## [TAREFA]
Transcreva literalmente o trecho do texto sobre a saída de Nelson Teich que começa em "O substituto de" e vai até "e seus parentes.", inclusive.

## [TEXTO FORNECIDO]
::::::::
Correio Braziliense
postado em 18/05/2020 04:42
A cena foi constrangedora. Na coletiva de segunda-feira passada, um repórter pergunta ao então ministro da Saúde, Nelson Teich, se ele sabia do decreto que incluía salões de beleza, barbearias e academias de ginástica entre as atividades essenciais – e cujos profissionais poderiam voltar ao trabalho neste período de pandemia. Visivelmente surpreendido, olhou para o lado pedindo ajuda ao seu ex-secretário-executivo, o general Eduardo Pazuello, tão perplexo quanto. A resposta foi um equilibrismo mental, com algumas gaguejadas e a nada convincente explicação de que o decreto, que o ultrapassara pelo acostamento, partira do Ministério da Economia.Teich mal chegou e já saiu. Se existe um marco temporal para a decisão que tomou, um fato no domingo anterior pode defini-lo: sua manifestação pública de solidariedade às vítimas da covid-19, no Dia das Mães, em uma rede social, destoou de um governo cujo presidente diz que “devemos enfrentar o vírus como homens, porra!”. Coincidentemente, no começo daquela noite, na entrada do Alvorada, Bolsonaro excitou a claque de bocós que se veste com o verde da raiva e o amarelo da febre: baixaria um decreto liberando mais gente para voltar ao trabalho. No dia seguinte, veio a humilhação.
O substituto de Mandetta chegou ao Ministério com as asas cortadas. Se apresentou tentando mostrar a mínima afinidade com o primitivo à frente desta nação, mas a realidade o aprumou. Um oficial de alta patente do Exército foi colocado como seu segundo na pasta, talvez para tornar a versão em fato. Mas o pecado de Teich foi ter mostrado empatia com os mortos e seus parentes.
::::::::
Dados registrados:
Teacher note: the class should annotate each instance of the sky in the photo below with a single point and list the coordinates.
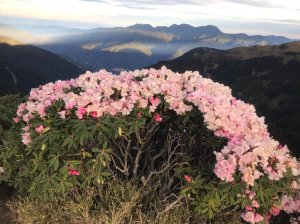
(265, 17)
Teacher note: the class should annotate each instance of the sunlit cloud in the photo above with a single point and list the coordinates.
(225, 13)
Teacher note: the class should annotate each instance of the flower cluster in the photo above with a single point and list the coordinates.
(250, 151)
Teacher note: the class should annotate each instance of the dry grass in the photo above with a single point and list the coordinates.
(119, 204)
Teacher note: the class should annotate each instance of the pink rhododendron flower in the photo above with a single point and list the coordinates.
(62, 114)
(248, 208)
(80, 112)
(73, 172)
(93, 114)
(255, 204)
(252, 217)
(157, 118)
(295, 185)
(275, 210)
(16, 119)
(39, 129)
(288, 204)
(250, 150)
(26, 139)
(187, 178)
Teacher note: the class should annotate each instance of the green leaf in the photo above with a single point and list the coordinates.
(210, 214)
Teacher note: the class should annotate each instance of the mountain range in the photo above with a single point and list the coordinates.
(265, 76)
(140, 45)
(23, 67)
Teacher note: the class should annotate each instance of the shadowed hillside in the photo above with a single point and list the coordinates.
(266, 76)
(23, 67)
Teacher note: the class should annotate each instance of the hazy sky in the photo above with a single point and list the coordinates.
(278, 17)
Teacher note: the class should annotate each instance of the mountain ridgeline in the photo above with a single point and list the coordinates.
(140, 45)
(266, 76)
(23, 67)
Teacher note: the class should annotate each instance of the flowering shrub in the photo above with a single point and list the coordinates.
(153, 126)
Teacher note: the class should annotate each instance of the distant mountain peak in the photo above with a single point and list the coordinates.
(141, 26)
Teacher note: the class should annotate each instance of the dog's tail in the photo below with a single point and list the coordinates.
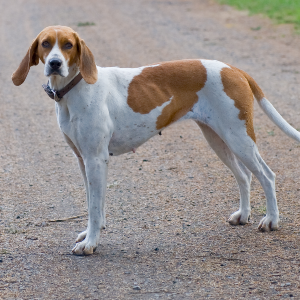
::::::::
## [RESPOSTA ABAIXO]
O substituto de Mandetta chegou ao Ministério com as asas cortadas. Se apresentou tentando mostrar a mínima afinidade com o primitivo à frente desta nação, mas a realidade o aprumou. Um oficial de alta patente do Exército foi colocado como seu segundo na pasta, talvez para tornar a versão em fato. Mas o pecado de Teich foi ter mostrado empatia com os mortos e seus parentes.